Contour labeling entries

□ □ □

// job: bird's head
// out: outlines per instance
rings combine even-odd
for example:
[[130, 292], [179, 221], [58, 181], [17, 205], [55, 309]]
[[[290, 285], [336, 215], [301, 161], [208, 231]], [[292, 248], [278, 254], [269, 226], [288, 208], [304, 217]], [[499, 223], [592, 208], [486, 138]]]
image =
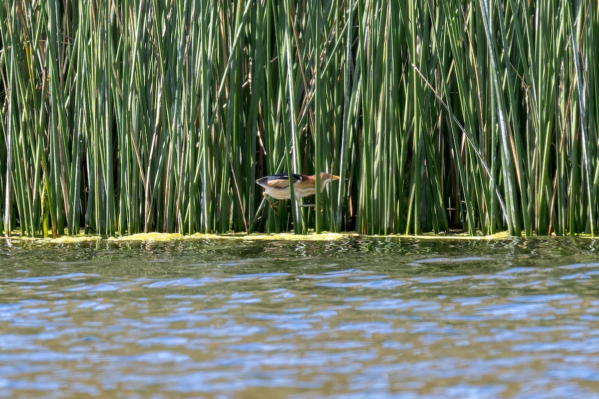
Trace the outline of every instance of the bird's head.
[[321, 172], [320, 172], [320, 184], [324, 185], [330, 182], [331, 180], [338, 180], [339, 176], [335, 176], [335, 175], [331, 175], [329, 173]]

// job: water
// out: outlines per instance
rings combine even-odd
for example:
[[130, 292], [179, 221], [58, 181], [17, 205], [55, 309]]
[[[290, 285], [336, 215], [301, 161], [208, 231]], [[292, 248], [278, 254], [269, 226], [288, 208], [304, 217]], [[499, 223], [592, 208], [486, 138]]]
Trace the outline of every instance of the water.
[[599, 243], [0, 243], [0, 397], [599, 397]]

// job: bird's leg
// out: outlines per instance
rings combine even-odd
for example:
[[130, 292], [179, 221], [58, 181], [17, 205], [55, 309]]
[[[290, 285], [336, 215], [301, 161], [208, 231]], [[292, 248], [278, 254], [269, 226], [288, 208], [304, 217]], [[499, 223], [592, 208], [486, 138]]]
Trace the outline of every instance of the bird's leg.
[[274, 209], [274, 206], [273, 205], [272, 201], [270, 200], [270, 196], [267, 194], [266, 191], [262, 193], [262, 195], [264, 196], [264, 198], [266, 199], [266, 200], [268, 202], [268, 204], [270, 205], [270, 209], [273, 210], [275, 215], [279, 216], [279, 212]]

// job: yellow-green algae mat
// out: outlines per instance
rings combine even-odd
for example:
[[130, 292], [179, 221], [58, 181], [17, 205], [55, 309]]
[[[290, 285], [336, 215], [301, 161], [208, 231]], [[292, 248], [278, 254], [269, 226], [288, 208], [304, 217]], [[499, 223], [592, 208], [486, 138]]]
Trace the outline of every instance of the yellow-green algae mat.
[[498, 233], [488, 236], [469, 236], [465, 234], [391, 234], [386, 236], [366, 236], [352, 233], [329, 233], [324, 232], [319, 234], [310, 233], [307, 234], [297, 234], [292, 233], [280, 233], [276, 234], [253, 233], [247, 234], [243, 233], [229, 233], [225, 234], [201, 234], [195, 233], [189, 235], [183, 235], [179, 233], [139, 233], [131, 235], [119, 236], [118, 237], [102, 237], [97, 234], [78, 234], [76, 236], [64, 235], [57, 238], [31, 237], [20, 236], [18, 232], [11, 237], [3, 237], [5, 240], [14, 241], [29, 241], [39, 243], [68, 243], [87, 242], [90, 241], [107, 242], [126, 242], [126, 241], [147, 241], [161, 242], [173, 241], [179, 240], [242, 240], [244, 241], [253, 241], [259, 240], [292, 240], [292, 241], [340, 241], [350, 239], [359, 238], [404, 238], [425, 240], [500, 240], [509, 238], [510, 236], [506, 232]]

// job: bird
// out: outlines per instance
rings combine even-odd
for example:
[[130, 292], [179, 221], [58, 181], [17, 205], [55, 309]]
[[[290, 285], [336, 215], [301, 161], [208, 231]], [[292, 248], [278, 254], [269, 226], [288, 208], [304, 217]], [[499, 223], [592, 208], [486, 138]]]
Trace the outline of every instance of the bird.
[[[316, 175], [291, 175], [294, 182], [294, 196], [295, 200], [300, 202], [300, 199], [316, 193]], [[320, 172], [320, 192], [326, 185], [332, 180], [338, 180], [339, 176], [324, 172]], [[268, 200], [267, 195], [277, 199], [291, 199], [291, 189], [289, 187], [290, 179], [288, 173], [282, 173], [261, 177], [256, 183], [264, 188], [264, 196]], [[270, 203], [270, 201], [268, 200]], [[272, 204], [271, 204], [272, 206]], [[300, 206], [314, 206], [314, 204], [300, 204]]]

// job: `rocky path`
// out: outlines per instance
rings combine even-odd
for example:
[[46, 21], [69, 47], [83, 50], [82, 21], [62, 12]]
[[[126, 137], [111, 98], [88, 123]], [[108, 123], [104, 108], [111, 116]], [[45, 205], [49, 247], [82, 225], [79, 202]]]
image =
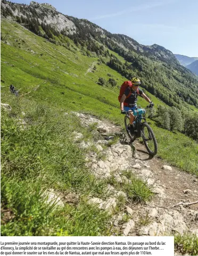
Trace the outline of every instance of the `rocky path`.
[[[198, 180], [195, 176], [168, 165], [156, 157], [151, 158], [139, 141], [134, 143], [136, 149], [134, 152], [119, 126], [90, 115], [75, 114], [85, 126], [97, 123], [96, 137], [100, 139], [96, 141], [85, 142], [82, 134], [75, 135], [76, 141], [81, 138], [79, 146], [86, 148], [94, 145], [97, 149], [97, 153], [91, 152], [87, 157], [87, 165], [93, 173], [99, 179], [113, 176], [117, 182], [123, 184], [129, 182], [123, 175], [128, 170], [151, 186], [154, 195], [145, 204], [134, 204], [124, 192], [117, 191], [113, 185], [109, 184], [109, 196], [105, 200], [90, 199], [89, 203], [113, 212], [118, 197], [121, 195], [125, 198], [124, 209], [115, 214], [112, 220], [115, 235], [162, 236], [189, 232], [198, 236], [198, 204], [174, 206], [180, 202], [198, 200]], [[119, 139], [110, 146], [104, 147], [109, 146], [112, 135], [119, 136]], [[104, 159], [98, 157], [102, 153], [105, 157]], [[127, 221], [123, 222], [126, 214]]]

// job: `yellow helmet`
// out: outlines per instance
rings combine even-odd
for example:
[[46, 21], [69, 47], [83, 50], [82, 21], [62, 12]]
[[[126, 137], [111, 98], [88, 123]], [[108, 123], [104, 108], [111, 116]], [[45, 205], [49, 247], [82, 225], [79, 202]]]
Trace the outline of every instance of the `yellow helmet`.
[[141, 84], [140, 80], [137, 77], [133, 77], [131, 81], [133, 84]]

□ □ □

WHAT THIS TASK INVOLVES:
Put each line of the records above into a Markdown table with the columns "Row" and "Line," numbering the rows in order and omitting blank lines. Keep the pictures out of the answer.

SOLUTION FOR THIS EXERCISE:
| Row | Line |
|---|---|
| 1 | // job: bird's head |
| 2 | // out: outlines per instance |
| 3 | rings combine even-odd |
| 4 | for example: |
| 5 | [[130, 292], [179, 221], [58, 181], [17, 205], [55, 309]] |
| 6 | [[[290, 285], [336, 215], [301, 161], [208, 231]], [[292, 248], [278, 254], [269, 226], [288, 208], [304, 217]], [[499, 223], [592, 208], [486, 138]]] |
| 7 | image = |
| 8 | Trace the outline of every instance of the bird's head. |
| 9 | [[321, 172], [320, 172], [320, 184], [324, 185], [330, 182], [331, 180], [338, 180], [339, 176], [335, 176], [335, 175], [331, 175], [329, 173]] |
| 10 | // job: water |
| 11 | // out: outlines per instance |
| 12 | rings combine even-odd |
| 13 | for example: |
| 14 | [[130, 292], [179, 221], [58, 181], [17, 205], [55, 309]] |
| 15 | [[[290, 285], [336, 215], [301, 161], [208, 231]], [[292, 248], [278, 254], [269, 226], [288, 208], [304, 217]], [[499, 223], [592, 208], [486, 138]]] |
| 16 | Trace the outline of every instance of the water. |
| 17 | [[599, 243], [0, 243], [0, 397], [599, 397]] |
| 18 | // job: bird's leg |
| 19 | // out: outlines per instance |
| 20 | rings combine even-odd |
| 21 | for example: |
| 22 | [[130, 292], [179, 221], [58, 181], [17, 205], [55, 309]] |
| 23 | [[[290, 285], [336, 215], [301, 161], [208, 231]], [[292, 248], [278, 254], [269, 226], [288, 208], [304, 217]], [[499, 223], [592, 208], [486, 138]]] |
| 24 | Trace the outline of every instance of the bird's leg. |
| 25 | [[274, 209], [274, 206], [273, 205], [272, 201], [270, 200], [270, 196], [267, 194], [266, 191], [262, 193], [262, 195], [264, 196], [264, 198], [266, 199], [266, 200], [268, 202], [268, 204], [270, 205], [270, 209], [273, 210], [275, 215], [279, 216], [279, 212]] |
| 26 | // job: yellow-green algae mat |
| 27 | // out: outlines per instance |
| 28 | rings combine even-odd |
| 29 | for example: |
| 30 | [[130, 292], [179, 221], [58, 181], [17, 205], [55, 309]] |
| 31 | [[[290, 285], [336, 215], [301, 161], [208, 231]], [[292, 248], [278, 254], [269, 226], [288, 208], [304, 217]], [[499, 223], [592, 208], [486, 138]]] |
| 32 | Trace the outline of every instance of the yellow-green algae mat. |
| 33 | [[498, 233], [488, 236], [469, 236], [465, 234], [391, 234], [386, 236], [366, 236], [352, 233], [329, 233], [324, 232], [319, 234], [310, 233], [307, 234], [297, 234], [292, 233], [280, 233], [276, 234], [253, 233], [247, 234], [243, 233], [229, 233], [225, 234], [201, 234], [195, 233], [189, 235], [183, 235], [179, 233], [139, 233], [131, 235], [119, 236], [118, 237], [102, 237], [97, 234], [78, 234], [76, 236], [64, 235], [57, 238], [31, 237], [20, 236], [18, 232], [11, 237], [3, 237], [5, 240], [14, 241], [29, 241], [39, 243], [68, 243], [87, 242], [90, 241], [107, 242], [126, 242], [126, 241], [147, 241], [161, 242], [173, 241], [179, 240], [242, 240], [244, 241], [253, 241], [259, 240], [292, 240], [292, 241], [340, 241], [350, 239], [359, 238], [404, 238], [425, 240], [500, 240], [509, 238], [510, 236], [506, 232]] |
| 34 | // job: bird |
| 35 | // out: outlines per instance |
| 36 | rings combine even-odd |
| 37 | for example: |
| 38 | [[130, 292], [179, 221], [58, 181], [17, 205], [55, 309]] |
| 39 | [[[290, 285], [336, 215], [301, 161], [208, 231]], [[292, 248], [278, 254], [269, 226], [288, 208], [304, 217]], [[499, 223], [592, 208], [486, 138]]] |
| 40 | Trace the outline of every instance of the bird. |
| 41 | [[[316, 175], [291, 175], [294, 182], [294, 196], [295, 200], [300, 202], [300, 199], [316, 193]], [[320, 172], [320, 192], [326, 185], [332, 180], [338, 180], [339, 176], [324, 172]], [[268, 200], [267, 195], [277, 199], [291, 199], [291, 189], [289, 187], [290, 179], [288, 173], [282, 173], [261, 177], [256, 183], [264, 188], [264, 196]], [[270, 203], [270, 201], [268, 200]], [[272, 204], [271, 204], [272, 206]], [[300, 206], [314, 206], [314, 204], [300, 204]]] |
| 42 | // job: `rocky path` |
| 43 | // out: outlines per instance |
| 44 | rings combine even-odd |
| 45 | for example: |
| 46 | [[46, 21], [69, 47], [83, 50], [82, 21], [62, 12]] |
| 47 | [[[126, 137], [111, 98], [88, 123]], [[108, 123], [104, 108], [111, 116]], [[45, 205], [49, 247], [82, 225], [79, 202]]] |
| 48 | image = |
| 49 | Trace the outline of every instance of the `rocky path`. |
| 50 | [[[198, 180], [195, 176], [168, 165], [156, 157], [151, 158], [139, 141], [134, 143], [136, 149], [134, 152], [119, 126], [90, 115], [75, 114], [85, 126], [97, 123], [96, 137], [100, 139], [96, 141], [85, 142], [82, 134], [75, 135], [76, 141], [81, 138], [79, 146], [86, 148], [94, 145], [97, 149], [97, 153], [91, 152], [87, 157], [87, 165], [93, 173], [99, 179], [113, 176], [117, 182], [123, 184], [129, 182], [123, 175], [128, 170], [151, 186], [154, 195], [145, 204], [134, 204], [124, 192], [117, 191], [113, 185], [109, 184], [109, 196], [105, 200], [90, 199], [89, 203], [113, 212], [118, 197], [121, 195], [125, 198], [124, 209], [115, 214], [112, 220], [115, 235], [162, 236], [189, 232], [198, 236], [198, 204], [174, 206], [180, 202], [198, 200]], [[119, 139], [110, 146], [104, 147], [109, 146], [112, 135], [119, 136]], [[104, 159], [98, 157], [102, 153], [105, 157]], [[127, 221], [123, 222], [126, 214]]] |
| 51 | // job: `yellow helmet` |
| 52 | // out: outlines per instance |
| 53 | rings combine even-odd |
| 54 | for example: |
| 55 | [[46, 21], [69, 47], [83, 50], [82, 21], [62, 12]] |
| 56 | [[[126, 137], [111, 98], [88, 123]], [[108, 123], [104, 108], [111, 116]], [[45, 205], [49, 247], [82, 225], [79, 202]]] |
| 57 | Trace the outline of every instance of the `yellow helmet`. |
| 58 | [[141, 84], [140, 80], [137, 77], [133, 77], [131, 81], [133, 84]] |